• What you need to do: Please restate the entries below word for word, leaving out any pictures.

• Photo-based referring expression data:
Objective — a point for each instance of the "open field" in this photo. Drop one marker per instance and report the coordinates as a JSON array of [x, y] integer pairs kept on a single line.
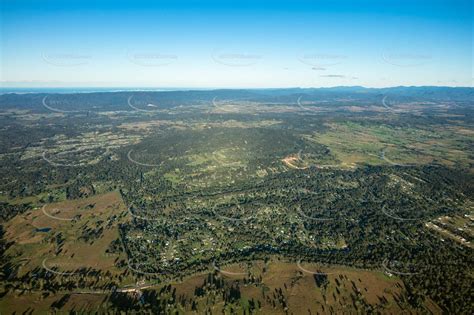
[[68, 235]]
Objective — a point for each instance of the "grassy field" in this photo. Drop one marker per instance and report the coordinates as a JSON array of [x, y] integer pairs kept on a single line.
[[355, 143], [35, 234]]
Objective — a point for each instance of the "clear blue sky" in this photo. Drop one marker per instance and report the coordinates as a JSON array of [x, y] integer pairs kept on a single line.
[[236, 43]]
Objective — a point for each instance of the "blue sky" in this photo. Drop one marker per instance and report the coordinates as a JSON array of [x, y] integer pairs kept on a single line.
[[254, 44]]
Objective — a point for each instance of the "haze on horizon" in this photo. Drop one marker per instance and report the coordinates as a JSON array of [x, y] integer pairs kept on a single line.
[[245, 44]]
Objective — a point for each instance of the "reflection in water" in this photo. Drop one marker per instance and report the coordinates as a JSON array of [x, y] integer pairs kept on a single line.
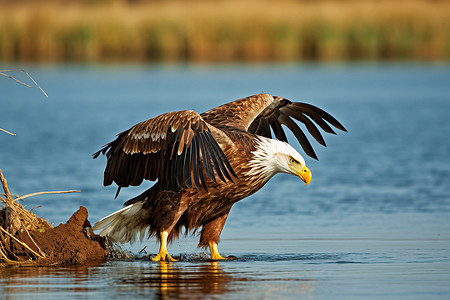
[[171, 280], [144, 279]]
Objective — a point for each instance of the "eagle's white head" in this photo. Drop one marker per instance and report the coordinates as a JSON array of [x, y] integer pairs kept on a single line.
[[274, 156]]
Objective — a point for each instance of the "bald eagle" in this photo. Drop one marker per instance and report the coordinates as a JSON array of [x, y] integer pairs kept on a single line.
[[203, 164]]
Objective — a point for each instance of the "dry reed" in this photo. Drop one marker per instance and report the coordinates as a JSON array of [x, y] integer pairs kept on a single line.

• Result for this exercise:
Objective — a point for each instance of the "open field" in this photo. Drop one marker per instance and report the coordinates as a JSON array of [x, y] integer pairs kept on a single line.
[[68, 235]]
Objective — a point for each instance of the "grassy field" in this photo. Drop one marker per instance and report the coordinates as a JSON array of [x, y] integer pairs kept on a single line.
[[355, 143], [35, 234]]
Objective — a point for each instance of the "clear blue sky" in this photo. Drop one marker per instance and report the coordinates as a JSON array of [x, y] integer pairs kept on a single line.
[[236, 43]]
Objective — a point for each instance of the "blue sky" in this photo. Drop one marker per instance and report the coordinates as a JSON array of [x, y] integer pairs kept on a single line.
[[254, 44]]
Objective — a point for each instance of the "haze on horizon" in this photo. Drop one marker per instance and report the coordinates as a JSON array of [x, y] integer pairs kept on a single line.
[[245, 44]]
Objective — a point for each instance of the "reflection in water" in this photo. Drop one marker per instance and report the coordinates as a JSON array of [x, y] integer pairs kept on a single line.
[[171, 280], [144, 279]]
Objective — a point for each instance of the "eagle's white head" in this photo. Drop one marker per instance and report the coordinates as a JSON array of [x, y] integer pairs kept on a single line.
[[274, 156]]
Objective — a point for each instance of the "bald eagle" in this photo. Drop one marker per instance and report the coordinates as a JSON array of [x, y] integer pairs kept on a single line.
[[203, 164]]
Objective — a point for each instance of the "dry reed" in this photo. Drop one marker per instance and report the coordinates as a JSON array of [x, y] integer pairs kept on a single line.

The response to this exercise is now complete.